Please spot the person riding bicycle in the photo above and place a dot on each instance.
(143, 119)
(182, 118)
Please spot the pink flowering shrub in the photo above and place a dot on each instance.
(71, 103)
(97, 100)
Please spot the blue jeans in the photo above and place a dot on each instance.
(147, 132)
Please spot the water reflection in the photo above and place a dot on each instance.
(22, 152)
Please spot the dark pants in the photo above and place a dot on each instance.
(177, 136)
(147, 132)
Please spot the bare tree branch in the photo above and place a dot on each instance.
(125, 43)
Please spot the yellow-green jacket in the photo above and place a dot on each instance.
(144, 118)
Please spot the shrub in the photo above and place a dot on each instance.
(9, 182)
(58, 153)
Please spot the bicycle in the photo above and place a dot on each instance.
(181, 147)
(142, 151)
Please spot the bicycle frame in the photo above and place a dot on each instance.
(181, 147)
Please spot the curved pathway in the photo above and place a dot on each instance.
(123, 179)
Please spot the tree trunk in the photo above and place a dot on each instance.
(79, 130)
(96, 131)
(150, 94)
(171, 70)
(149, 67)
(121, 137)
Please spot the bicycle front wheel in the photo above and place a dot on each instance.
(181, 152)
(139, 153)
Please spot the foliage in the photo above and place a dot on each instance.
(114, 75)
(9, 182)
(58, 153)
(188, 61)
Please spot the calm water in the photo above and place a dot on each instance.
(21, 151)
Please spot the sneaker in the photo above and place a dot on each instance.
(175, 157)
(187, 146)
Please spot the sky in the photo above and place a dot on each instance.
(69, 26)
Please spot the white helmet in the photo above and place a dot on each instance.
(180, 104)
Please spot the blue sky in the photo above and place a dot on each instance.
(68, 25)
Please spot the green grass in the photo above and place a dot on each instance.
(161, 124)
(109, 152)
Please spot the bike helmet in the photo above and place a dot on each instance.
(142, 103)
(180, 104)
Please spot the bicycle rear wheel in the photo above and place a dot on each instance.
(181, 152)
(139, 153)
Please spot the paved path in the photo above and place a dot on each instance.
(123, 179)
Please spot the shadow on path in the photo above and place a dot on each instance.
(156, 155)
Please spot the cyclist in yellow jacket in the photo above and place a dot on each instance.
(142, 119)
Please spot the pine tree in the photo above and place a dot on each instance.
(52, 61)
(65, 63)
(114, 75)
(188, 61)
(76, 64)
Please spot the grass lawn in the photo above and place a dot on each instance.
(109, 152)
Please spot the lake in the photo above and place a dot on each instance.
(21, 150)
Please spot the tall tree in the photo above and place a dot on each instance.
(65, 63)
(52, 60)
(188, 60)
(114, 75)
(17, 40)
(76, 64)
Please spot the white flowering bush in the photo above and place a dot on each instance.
* * *
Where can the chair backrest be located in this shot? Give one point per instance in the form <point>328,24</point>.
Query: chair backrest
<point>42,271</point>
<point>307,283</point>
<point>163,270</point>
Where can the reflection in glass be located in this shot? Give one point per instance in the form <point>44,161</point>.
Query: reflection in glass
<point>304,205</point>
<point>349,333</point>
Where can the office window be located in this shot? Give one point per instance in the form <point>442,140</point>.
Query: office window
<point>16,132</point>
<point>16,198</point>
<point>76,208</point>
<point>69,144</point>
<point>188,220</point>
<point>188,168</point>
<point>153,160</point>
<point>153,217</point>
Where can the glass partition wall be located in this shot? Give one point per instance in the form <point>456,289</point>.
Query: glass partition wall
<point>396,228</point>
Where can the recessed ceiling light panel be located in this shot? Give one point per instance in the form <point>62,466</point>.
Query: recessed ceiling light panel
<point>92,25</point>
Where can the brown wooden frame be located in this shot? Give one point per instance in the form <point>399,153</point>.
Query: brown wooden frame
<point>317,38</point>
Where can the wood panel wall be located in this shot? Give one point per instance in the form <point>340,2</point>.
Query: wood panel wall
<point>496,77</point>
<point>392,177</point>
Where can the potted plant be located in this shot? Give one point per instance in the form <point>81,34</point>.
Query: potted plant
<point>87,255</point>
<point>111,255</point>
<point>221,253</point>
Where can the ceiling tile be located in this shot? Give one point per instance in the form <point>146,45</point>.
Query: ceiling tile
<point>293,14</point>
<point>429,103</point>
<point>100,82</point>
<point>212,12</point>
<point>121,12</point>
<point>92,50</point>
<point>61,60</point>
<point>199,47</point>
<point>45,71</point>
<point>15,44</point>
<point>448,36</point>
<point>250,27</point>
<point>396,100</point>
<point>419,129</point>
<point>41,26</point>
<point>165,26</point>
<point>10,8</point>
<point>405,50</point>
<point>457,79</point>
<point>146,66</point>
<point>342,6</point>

Your task –
Report how many lines in the records hold the word "located", giving the number and nothing else.

Reply to the exercise –
9